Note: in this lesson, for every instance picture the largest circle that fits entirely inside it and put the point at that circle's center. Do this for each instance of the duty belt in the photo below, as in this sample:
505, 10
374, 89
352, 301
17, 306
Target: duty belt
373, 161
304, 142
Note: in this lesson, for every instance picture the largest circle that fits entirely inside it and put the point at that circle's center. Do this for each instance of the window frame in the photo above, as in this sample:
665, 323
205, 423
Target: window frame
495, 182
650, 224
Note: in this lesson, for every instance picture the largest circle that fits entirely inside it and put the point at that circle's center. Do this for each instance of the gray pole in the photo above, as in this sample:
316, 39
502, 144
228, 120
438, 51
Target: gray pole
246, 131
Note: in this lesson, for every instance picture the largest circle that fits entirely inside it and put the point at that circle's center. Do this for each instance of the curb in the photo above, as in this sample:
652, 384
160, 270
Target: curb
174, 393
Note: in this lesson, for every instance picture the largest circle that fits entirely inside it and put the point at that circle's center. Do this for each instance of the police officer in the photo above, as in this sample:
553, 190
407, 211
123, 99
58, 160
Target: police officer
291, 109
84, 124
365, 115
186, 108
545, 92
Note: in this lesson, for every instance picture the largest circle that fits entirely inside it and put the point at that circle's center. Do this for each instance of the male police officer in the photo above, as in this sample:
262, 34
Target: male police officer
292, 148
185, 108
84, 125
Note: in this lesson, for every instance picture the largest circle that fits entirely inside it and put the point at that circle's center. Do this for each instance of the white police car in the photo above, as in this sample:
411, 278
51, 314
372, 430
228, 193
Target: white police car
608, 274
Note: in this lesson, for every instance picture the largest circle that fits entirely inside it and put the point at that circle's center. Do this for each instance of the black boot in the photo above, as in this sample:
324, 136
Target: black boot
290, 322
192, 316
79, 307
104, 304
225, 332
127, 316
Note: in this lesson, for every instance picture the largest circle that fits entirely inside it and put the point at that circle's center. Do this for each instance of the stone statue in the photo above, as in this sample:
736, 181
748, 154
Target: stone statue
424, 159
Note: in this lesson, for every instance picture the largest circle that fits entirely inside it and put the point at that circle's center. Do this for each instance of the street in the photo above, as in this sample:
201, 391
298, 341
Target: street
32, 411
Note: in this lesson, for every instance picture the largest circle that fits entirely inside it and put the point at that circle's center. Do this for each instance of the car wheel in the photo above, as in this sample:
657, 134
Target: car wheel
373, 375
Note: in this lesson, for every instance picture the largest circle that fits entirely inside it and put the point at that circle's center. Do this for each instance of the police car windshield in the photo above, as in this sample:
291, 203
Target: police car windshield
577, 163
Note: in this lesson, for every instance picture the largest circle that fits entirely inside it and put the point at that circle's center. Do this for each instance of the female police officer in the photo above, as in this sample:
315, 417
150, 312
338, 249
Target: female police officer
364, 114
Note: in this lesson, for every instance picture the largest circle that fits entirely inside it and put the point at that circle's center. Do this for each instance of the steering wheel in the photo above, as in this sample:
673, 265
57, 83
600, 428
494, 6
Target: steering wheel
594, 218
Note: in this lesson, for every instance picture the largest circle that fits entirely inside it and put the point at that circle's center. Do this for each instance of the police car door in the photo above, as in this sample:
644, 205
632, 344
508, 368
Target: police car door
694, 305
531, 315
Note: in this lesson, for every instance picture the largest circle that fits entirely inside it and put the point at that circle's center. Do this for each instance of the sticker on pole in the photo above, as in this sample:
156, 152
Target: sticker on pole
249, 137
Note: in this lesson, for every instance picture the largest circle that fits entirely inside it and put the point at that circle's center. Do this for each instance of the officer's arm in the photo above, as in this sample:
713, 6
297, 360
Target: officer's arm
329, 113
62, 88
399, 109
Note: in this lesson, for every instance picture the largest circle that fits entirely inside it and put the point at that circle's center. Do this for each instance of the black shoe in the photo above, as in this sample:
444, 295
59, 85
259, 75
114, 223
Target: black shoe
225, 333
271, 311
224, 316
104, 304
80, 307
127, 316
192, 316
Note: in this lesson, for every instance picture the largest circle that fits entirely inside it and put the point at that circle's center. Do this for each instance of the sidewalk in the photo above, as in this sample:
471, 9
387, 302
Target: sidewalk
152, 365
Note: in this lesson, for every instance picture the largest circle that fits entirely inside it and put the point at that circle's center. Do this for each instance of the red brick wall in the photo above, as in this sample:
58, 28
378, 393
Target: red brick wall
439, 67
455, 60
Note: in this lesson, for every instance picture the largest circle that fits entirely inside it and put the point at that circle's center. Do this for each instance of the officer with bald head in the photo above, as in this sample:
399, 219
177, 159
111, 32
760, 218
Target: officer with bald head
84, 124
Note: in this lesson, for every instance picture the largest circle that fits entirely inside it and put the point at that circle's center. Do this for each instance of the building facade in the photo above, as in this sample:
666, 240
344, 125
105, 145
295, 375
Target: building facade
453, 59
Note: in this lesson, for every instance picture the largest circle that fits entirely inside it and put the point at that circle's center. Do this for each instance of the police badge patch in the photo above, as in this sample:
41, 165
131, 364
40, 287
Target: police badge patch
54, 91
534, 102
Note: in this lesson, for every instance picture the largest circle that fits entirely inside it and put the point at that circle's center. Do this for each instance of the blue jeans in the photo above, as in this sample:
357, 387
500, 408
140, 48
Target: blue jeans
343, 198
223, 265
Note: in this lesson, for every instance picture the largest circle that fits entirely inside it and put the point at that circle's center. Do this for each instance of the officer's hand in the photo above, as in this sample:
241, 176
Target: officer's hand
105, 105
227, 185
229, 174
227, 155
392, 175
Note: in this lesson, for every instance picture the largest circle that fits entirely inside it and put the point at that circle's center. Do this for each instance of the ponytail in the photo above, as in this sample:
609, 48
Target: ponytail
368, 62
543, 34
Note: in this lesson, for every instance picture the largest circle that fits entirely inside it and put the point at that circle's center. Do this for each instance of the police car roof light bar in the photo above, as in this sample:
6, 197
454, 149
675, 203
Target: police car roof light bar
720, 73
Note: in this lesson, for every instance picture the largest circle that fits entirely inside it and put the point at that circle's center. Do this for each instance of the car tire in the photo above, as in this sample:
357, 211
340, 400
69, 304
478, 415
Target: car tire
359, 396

WORK REQUEST:
Once you have read the records, output each one exactly as written.

YOUR SOLUTION:
Note: in this lesson, for every instance picture the largest circle that fits entirely inside it and put the point at that circle's center. Do this for each instance of the duty belt in the photo below, as in this sample:
505, 10
374, 89
352, 301
17, 306
Target: duty belt
373, 161
304, 142
Note: in this lesson, for every instance picture the largest circle that fits entirely inside it and put the point at that circle's center. Do this for each instance of the window frame in the photo above, as in this sample:
665, 323
205, 423
Target: window frame
495, 182
650, 224
Note: in this lesson, for every instance picture the largest circle that fits entirely inside it and put the point at that circle's center. Do this for each instance of the gray pole in the photo above, as in this sample:
316, 39
502, 144
228, 120
438, 51
Target: gray pole
246, 131
Note: in this lesson, for every instance picture the largest circle that fits entirely inside it and put the point at that circle's center. Do this for each instance of the curb in the photo above, as in this sample:
652, 384
160, 270
Target: curb
174, 393
Note: in this lesson, for every instance picture the largest circle that fits entirely inside it and put the point at that circle's center. Do this for each instance of the police officer in the photo above, as in this sample:
553, 190
407, 211
123, 99
58, 160
Target: police officer
291, 109
84, 124
365, 115
186, 108
545, 92
Note: in this lesson, for every instance picture the largest circle that fits entirely inside it and put the point at that circle's center. Do this for each instance of the male police officer in the photo above, as in this sample:
262, 34
Target: male police officer
292, 148
185, 108
84, 125
Note: in this lesson, for every instance picture the largest circle that fits entirely inside it and put the point at that circle's center. Do this for each instance of the white police car in the photo above, as in this sample:
411, 278
51, 314
372, 430
228, 193
Target: white police car
608, 274
Note: in this lesson, for every instance picture the largest circle that fits entirely inside it and put the point at that circle's center. Do this for each instance of the black boot in the photo above, as in this sample:
324, 136
Target: black boot
290, 322
192, 316
79, 307
104, 304
225, 332
127, 316
Note: in this lesson, for every instance picture the largest circle that fits entirely inside it and put the point at that circle's center. Do this for each instance of the stone statue in the photo above, as in this sample:
736, 181
748, 154
Target: stone statue
424, 159
Note: in this lesson, for every instance picture the largest circle that fits entirely inside it and put the point at that circle's center. Do this for each instance of the street in the photo above, as in this sample:
201, 391
298, 341
Target: street
32, 411
Note: in this lesson, for every instance picture the largest circle that fits entirely inside it and put the point at that circle's center. Do this for each instance of the car wheel in the photo above, as in this sample:
657, 134
Target: car wheel
373, 375
Note: in this lesson, for every instance picture the largest circle that fits entirely inside it and put the point at that circle's center. Do this for each instance of the police car windshield in the photo above, as in this sample:
291, 203
Target: police car windshield
577, 163
Note: in this lesson, for every instance picture the largest circle that fits entirely inside it and put the point at that circle's center. Do this for each instance of the female police officer in the photo above, as in this sample:
315, 417
150, 312
338, 249
Target: female police officer
364, 114
Note: in this lesson, for every instance picture the largest circle that fits entirely inside it and put the point at that circle's center. Do this for each instance of the steering wheel in the photo above, as in this sample:
673, 265
57, 83
600, 428
494, 6
Target: steering wheel
594, 218
Note: in this lesson, for every instance picture the largest circle that fits entirely inside it and put the point at that circle's center. Do this for each instance of the police car door in the photo above, as in this sample:
644, 205
632, 344
508, 368
Target: police car door
694, 305
531, 315
Note: in this lesson, for every instance picture the largest circle that fits entirely inside it and put the point at that circle's center. Do this for each instance of the sticker on pole in the photo above, as in this sample:
156, 152
Target: sticker on pole
249, 137
Note: in this lesson, for every instance picture the largest circle that fits entirely inside it and put the point at that circle's center. Do this for each instance of the officer's arm in the photo above, as in this sample:
713, 6
297, 360
Target: officer's arm
329, 113
62, 88
399, 109
Note: in this lesson, for every instance picture the largest circle that fits entirely inside it and put the point at that circle's center. Do this for each instance of the black shoe in the photo above, as in this sample:
444, 295
59, 85
259, 75
114, 223
Target: black shoe
225, 333
271, 311
224, 316
104, 304
80, 307
127, 316
192, 316
Note: in this lesson, for every instance picture the largest circle that fits entirely inside it and put the point at that circle's center. Do this for each instance of the sidewalk in the photo above, as in this sample:
471, 9
387, 302
Target: sidewalk
152, 365
Note: in this lesson, for every instance picture the largest circle that fits entirely inside it and put the point at that circle's center. Do this for each instance of the red brick wall in the photo above, as in this sample:
58, 28
378, 393
Target: red brick wall
439, 67
455, 60
Note: in this lesson, for every instance picture the largest circle that fits entirely inside it and put the point at that circle's center. Do this for each instance of the officer with bald head in the photo above, as in this sample:
399, 219
177, 159
111, 32
760, 218
Target: officer with bald head
84, 124
Note: in this lesson, for every instance picture the largest circle that fits entirely inside it and put the point at that circle's center. Do this for each instance of the building facade in the photo above, as in this sample:
666, 240
344, 125
105, 145
295, 375
Target: building facade
453, 59
Note: in this lesson, for every instance picture the largest circle that fits entirely inside it and put the point at that circle's center. Do this for each instance of the police badge patch in the photo above, as in this sample:
41, 165
131, 364
40, 287
Target: police badge patch
54, 91
534, 102
Note: in this lesson, for every instance picture the largest circle that fits entirely inside it and put the point at that circle's center. Do this for each instance of the blue jeans in the photo above, as in this sample:
357, 387
500, 408
140, 48
Target: blue jeans
343, 198
223, 265
Note: in this lesson, for every instance picture the largest circle that fits entirely inside it and put the point at that circle's center. Do this for each instance of the officer's hand in the photo above, as in this sample:
241, 176
Target: officer's hand
105, 105
227, 185
229, 174
227, 155
392, 175
Note: in this lesson, for every instance picture the largest circle that fits entirely inside it and put the point at that circle's center. Do this for each instance of the ponytail in the photo above, as in this sample:
609, 48
Target: ponytail
368, 62
543, 34
Note: in this lesson, for every instance picture the largest circle that fits entirely inside it and put the point at that circle's center. Do this for each instance of the police car roof light bar in the photo above, as in this sample:
6, 197
454, 149
675, 203
Target: police car roof light bar
720, 73
Note: in this lesson, for every instance picture the largest circle that fits entirely inside it and put the point at that circle's center. Do this for each instance of the car tire in the photo above, as in this sample:
357, 211
340, 400
69, 304
478, 415
Target: car tire
359, 396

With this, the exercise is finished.